* _Source document_:
CB2 receptor-selective agonists as candidates for targeting infection, inflammation, and immunity in SARS-CoV-2 infections.

The COVID-19 pandemic caused by SARS-CoV-2 is a deadly disease afflicting millions. The pandemic continues affecting population due to nonavailability of drugs and vaccines. The pathogenesis and complications of infection mainly involve hyperimmune-inflammatory responses. Thus, therapeutic strategies rely on repurposing of drugs aimed at reducing infectivity and inflammation and modulate immunity favourably. Among, numerous therapeutic targets, the endocannabinoid system, particularly activation of cannabinoid type-2 receptors (CB2R) emerged as an important one to suppress the hyperimmune-inflammatory responses. Recently, potent antiinflammatory, antiviral and immunomodulatory properties of CB2R selective ligands of endogenous, plant, and synthetic origin were showed mediating CB2R selective functional agonism. CB2R activation appears to regulate numerous signaling pathways to control immune-inflammatory mediators including cytokines, chemokines, adhesion molecules, prostanoids, and eicosanoids. Many CB2R ligands also exhibit off-target effects mediating activation of PPARs, opioids, and TRPV, suggestive of adjuvant use with existing drugs that may maximize efficacy synergistically and minimize therapeutic doses to limit adverse/ side effects. We hypothesize that CB2R agonists, due to immunomodulatory, antiinflammatory, and antiviral properties may show activity against COVID-19. Based on the organoprotective potential, relative safety, lack of psychotropic effects, and druggable properties, CB2R selective ligands might make available promising candidates for further investigation.

* _Data_:
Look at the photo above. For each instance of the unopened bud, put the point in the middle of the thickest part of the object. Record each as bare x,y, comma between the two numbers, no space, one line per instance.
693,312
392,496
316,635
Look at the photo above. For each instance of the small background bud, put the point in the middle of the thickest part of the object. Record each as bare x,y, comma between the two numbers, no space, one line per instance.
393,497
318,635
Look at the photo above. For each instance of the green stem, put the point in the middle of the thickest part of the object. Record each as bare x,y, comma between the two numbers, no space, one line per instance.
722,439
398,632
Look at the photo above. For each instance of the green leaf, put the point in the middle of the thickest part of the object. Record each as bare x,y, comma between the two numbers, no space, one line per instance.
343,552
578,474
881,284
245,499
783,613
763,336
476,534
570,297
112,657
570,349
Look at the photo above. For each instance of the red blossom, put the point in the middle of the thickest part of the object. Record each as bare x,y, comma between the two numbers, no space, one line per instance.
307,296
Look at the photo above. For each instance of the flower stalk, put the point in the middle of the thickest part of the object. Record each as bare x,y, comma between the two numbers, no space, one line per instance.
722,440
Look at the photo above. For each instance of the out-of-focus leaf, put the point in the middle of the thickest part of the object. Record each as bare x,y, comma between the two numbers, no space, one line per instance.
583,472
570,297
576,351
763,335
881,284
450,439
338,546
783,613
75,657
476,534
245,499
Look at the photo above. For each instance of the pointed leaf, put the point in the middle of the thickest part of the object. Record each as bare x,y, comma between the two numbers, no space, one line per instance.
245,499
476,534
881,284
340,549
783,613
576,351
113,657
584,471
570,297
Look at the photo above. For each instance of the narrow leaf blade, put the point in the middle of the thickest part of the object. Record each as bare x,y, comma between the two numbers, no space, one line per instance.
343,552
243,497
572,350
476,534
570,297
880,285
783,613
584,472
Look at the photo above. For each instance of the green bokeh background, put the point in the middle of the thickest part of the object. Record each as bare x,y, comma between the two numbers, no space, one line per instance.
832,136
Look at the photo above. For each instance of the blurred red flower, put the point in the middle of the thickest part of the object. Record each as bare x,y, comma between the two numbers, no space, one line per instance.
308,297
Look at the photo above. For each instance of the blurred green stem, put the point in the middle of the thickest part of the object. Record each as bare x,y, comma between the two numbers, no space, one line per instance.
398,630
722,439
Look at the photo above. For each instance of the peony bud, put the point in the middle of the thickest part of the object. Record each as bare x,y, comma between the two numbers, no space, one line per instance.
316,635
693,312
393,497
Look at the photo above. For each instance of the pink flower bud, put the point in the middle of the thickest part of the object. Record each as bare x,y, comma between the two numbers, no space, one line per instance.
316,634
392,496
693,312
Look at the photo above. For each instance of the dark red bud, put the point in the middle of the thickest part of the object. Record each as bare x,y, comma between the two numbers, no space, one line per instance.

* _Problems to solve_:
1. In the abstract on CB2 receptor agonists in SARS-CoV-2 infection, which receptors do many CB2R ligands also activate through off-target effects?
2. Pick up the abstract on CB2 receptor agonists in SARS-CoV-2 infection after its final sentence and carry it forward.

* _Task-by-task outputs_:
1. PPARs, opioids, and TRPV.

2.
INTRODUCTION

The pathogenesis and complications of COVID‐19 infection mainly involve immune‐inflammatory cascade. Therapeutic strategies currently rely on the repurposing of antivirals and immunomodulators to reduce infectivity and inflammation, and favorably modulate the immune system (Wu et al., 2020). In principle, immune responses and resultant inflammatory processes work simultaneously to abolition of viral infections, but this may significantly influence pathogenesis of viral infections, similar believed to take place in infections with SARS‐CoV‐2 and contribute to the clinical spectrum of COVID‐19 (Song et al., 2020).

Identifying candidate drugs to ameliorate infectivity, severity, mortality, and improve the prognosis, are needed, given the rapid emergence of COVID‐19 (Altay et al., 2020). Use of antiviral agents alone are insufficient for preventing the cytokine storm and related complications in critically ill patients. Immune dysregulation with hyperinflammatory conditions lead to complications, worsening, and poor prognosis rather than viremia (Channappanavar et al., 2016). In patients with COVID‐19, immunomodulators are regarded as “subetiological treatment” in the absence of effective antiviral drugs. Therefore, along with repurposing old drugs, novel candidate drugs that target hyperimmune‐inflammatory mechanisms are urgently needed to attenuate the cytokine storm, limit severity, and improve survival and prognosis (Wu et al., 2020).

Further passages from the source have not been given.